◆ Problem: Out of the data below, copy every line with the string "grass".

◆ Data listing:
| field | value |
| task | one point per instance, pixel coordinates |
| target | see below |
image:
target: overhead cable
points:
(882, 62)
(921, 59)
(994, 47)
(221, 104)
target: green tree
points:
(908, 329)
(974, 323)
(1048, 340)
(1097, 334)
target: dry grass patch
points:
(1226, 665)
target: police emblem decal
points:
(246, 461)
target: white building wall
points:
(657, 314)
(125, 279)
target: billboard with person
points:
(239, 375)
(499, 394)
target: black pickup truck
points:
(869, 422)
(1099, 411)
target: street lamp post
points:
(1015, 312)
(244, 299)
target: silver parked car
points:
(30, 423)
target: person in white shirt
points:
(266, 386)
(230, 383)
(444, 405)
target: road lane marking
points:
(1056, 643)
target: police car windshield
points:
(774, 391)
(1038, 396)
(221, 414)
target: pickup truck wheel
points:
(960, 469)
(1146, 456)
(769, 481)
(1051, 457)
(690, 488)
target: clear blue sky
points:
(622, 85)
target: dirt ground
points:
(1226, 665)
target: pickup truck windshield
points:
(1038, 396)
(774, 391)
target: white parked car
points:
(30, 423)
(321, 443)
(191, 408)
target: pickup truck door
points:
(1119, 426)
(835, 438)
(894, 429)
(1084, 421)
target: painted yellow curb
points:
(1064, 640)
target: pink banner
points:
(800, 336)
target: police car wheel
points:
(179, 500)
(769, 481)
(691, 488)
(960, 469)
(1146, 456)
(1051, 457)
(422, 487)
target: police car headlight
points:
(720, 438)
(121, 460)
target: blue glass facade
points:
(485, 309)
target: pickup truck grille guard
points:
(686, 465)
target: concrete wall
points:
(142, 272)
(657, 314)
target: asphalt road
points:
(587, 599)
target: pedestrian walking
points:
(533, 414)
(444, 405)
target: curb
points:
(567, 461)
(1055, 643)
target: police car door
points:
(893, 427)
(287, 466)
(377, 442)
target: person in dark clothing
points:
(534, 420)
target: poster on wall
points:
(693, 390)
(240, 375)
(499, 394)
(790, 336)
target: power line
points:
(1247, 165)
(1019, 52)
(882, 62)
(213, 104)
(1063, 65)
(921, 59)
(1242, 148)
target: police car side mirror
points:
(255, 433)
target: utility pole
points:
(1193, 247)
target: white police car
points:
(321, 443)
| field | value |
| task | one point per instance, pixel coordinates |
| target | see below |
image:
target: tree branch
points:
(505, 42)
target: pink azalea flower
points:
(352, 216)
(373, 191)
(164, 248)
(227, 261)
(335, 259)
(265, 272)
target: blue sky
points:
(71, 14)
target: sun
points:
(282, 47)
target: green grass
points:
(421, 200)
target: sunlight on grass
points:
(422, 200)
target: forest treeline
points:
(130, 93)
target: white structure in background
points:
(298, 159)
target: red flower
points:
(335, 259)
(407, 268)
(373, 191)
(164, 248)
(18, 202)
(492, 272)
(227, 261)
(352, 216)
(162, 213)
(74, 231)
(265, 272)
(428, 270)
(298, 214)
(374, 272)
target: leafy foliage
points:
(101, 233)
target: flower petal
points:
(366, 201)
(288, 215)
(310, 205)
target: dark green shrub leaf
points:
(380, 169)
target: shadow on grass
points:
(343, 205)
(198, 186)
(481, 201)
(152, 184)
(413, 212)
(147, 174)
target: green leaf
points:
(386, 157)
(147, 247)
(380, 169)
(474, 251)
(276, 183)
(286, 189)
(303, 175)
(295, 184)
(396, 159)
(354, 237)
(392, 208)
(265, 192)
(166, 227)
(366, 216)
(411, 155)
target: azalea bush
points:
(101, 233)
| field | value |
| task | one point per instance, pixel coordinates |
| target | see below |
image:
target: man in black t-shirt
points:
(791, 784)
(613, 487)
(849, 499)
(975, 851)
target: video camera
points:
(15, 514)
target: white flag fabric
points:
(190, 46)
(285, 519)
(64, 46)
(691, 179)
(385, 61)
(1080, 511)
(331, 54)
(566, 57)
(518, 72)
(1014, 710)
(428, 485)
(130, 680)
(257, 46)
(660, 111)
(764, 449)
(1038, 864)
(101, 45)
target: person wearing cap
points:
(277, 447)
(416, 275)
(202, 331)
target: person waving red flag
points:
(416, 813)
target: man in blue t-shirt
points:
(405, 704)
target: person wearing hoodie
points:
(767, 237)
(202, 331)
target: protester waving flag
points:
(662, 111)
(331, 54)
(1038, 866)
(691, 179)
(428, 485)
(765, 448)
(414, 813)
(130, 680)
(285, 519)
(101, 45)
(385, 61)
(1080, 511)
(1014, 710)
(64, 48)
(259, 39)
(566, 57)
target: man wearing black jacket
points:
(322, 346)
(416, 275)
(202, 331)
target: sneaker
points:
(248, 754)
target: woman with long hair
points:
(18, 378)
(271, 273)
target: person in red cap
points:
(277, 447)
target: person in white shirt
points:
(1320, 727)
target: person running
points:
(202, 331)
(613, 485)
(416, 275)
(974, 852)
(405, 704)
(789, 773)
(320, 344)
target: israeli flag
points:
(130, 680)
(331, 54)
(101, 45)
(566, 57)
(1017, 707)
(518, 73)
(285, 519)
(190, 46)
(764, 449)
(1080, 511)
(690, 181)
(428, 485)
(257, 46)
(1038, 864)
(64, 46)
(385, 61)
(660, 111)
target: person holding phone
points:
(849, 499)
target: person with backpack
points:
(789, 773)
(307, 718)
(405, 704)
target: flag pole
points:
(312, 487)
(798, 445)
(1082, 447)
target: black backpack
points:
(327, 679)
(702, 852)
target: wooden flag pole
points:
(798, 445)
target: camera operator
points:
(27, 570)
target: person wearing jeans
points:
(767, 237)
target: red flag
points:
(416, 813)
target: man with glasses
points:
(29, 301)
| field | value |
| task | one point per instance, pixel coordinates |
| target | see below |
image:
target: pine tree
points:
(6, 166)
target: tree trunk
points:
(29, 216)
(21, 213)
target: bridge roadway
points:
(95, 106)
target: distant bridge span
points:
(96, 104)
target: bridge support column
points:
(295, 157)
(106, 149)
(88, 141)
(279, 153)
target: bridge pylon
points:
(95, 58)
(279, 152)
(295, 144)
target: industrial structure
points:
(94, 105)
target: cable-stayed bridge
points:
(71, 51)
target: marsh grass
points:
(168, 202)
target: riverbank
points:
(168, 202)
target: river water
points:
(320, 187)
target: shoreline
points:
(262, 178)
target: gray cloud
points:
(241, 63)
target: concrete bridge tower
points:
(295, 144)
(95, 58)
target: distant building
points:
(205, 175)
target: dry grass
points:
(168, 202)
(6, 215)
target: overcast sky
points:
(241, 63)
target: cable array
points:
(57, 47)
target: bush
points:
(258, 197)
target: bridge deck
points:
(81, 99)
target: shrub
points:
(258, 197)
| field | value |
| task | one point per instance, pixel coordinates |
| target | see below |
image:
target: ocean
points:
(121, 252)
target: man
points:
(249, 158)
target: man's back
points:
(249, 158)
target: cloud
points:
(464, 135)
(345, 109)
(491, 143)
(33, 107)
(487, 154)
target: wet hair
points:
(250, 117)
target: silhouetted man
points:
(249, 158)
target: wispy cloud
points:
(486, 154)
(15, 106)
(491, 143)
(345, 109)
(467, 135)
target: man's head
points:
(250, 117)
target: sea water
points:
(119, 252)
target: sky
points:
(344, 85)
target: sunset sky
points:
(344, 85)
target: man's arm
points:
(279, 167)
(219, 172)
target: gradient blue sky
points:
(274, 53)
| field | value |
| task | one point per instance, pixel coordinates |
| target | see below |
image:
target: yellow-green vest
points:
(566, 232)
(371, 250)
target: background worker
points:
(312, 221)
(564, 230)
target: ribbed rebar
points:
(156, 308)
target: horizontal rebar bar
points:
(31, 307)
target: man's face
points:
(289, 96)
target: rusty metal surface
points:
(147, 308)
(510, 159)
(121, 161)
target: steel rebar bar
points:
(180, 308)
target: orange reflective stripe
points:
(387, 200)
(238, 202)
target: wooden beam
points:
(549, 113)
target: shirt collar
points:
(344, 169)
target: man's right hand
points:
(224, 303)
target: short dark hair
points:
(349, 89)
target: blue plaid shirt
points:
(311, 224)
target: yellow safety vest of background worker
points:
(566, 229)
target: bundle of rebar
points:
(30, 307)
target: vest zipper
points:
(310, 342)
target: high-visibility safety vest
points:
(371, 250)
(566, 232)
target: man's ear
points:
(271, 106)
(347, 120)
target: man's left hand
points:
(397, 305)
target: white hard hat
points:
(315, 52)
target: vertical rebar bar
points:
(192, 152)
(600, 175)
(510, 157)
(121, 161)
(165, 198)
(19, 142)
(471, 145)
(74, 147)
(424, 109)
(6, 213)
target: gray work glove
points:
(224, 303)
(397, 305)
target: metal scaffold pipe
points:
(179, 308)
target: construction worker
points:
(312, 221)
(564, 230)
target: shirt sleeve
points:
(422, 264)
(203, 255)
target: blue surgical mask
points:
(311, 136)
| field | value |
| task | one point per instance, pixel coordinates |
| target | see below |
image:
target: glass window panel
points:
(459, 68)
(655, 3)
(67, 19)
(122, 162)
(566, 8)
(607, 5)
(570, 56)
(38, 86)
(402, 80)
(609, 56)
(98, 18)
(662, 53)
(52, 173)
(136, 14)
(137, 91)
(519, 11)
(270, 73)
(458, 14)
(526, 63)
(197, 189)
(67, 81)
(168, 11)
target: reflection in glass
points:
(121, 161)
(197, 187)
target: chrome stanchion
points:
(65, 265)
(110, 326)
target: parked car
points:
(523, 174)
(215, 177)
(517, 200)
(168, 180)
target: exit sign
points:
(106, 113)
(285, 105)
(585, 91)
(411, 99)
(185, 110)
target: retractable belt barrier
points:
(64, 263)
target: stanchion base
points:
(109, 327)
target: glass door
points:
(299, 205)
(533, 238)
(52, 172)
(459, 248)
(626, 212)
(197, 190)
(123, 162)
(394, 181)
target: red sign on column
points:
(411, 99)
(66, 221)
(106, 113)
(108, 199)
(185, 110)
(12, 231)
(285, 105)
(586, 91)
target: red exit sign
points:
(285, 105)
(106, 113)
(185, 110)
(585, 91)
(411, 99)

◆ Answer:
target: dry grass patch
target: green grass
target: sunlight on grass
target: shadow on grass
target: marsh grass
target: dry grass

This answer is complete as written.